→ Task to carry out: Rewrite every line from the line with "Place one point per instance of the dry" up to and including the last line, requests included, scaling each point coordinate by 0.65 and rounding to the nearest whole number, with halves rounded up.

→ Data excerpts:
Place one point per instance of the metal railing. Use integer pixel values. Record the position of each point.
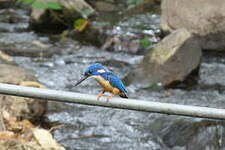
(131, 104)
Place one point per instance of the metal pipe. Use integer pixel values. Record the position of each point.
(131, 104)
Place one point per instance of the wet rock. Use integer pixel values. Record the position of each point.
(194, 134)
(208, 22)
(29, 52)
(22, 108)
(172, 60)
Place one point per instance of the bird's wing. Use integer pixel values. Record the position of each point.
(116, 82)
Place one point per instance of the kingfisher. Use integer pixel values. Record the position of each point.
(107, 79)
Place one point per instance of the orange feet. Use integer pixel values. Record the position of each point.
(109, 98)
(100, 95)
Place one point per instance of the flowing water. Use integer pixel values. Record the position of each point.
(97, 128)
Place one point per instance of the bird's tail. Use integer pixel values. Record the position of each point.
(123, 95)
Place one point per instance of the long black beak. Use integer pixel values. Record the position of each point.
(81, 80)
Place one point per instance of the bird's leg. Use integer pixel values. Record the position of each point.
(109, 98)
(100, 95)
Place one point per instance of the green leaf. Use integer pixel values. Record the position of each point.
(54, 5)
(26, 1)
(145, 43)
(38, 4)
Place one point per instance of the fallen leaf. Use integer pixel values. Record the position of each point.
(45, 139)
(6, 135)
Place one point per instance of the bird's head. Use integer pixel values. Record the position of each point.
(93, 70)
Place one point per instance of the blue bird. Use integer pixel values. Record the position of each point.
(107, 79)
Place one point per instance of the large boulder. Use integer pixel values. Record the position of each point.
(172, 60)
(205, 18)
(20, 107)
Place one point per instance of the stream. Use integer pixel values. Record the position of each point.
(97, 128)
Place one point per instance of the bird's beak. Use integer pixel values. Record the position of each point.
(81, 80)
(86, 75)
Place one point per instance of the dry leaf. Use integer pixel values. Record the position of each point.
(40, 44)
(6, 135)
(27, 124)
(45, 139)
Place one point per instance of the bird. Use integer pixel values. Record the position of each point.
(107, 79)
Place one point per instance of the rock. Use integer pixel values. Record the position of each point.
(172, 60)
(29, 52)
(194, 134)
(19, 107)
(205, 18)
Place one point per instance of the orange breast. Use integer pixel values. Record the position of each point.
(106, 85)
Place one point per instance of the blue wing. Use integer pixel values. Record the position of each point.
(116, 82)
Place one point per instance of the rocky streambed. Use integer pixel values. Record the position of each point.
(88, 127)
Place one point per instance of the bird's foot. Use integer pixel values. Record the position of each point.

→ Expected answer:
Place one point per instance of the dry leaf. Use integer pixel values. Record the position of each point.
(26, 29)
(4, 88)
(18, 81)
(29, 90)
Place one point per instance of the bird. Use integer pixel values. Record the position of each point.
(70, 51)
Place one point per instance of the rock. Use integer pixel values. Record the position of each point.
(112, 39)
(19, 34)
(126, 87)
(12, 70)
(133, 12)
Place one point per instance of the orange breast. Use integer pixel values. Record the position of each point.
(69, 55)
Place one point per instance of the blue wing. Use integer pixel values. Record the position of each point.
(75, 53)
Place one point per instance of the rocky streambed. Use integer pixel values. Record the position of each point.
(57, 83)
Place one point per instance of the bird's foot. Use integer pixel values. Record the position of each point.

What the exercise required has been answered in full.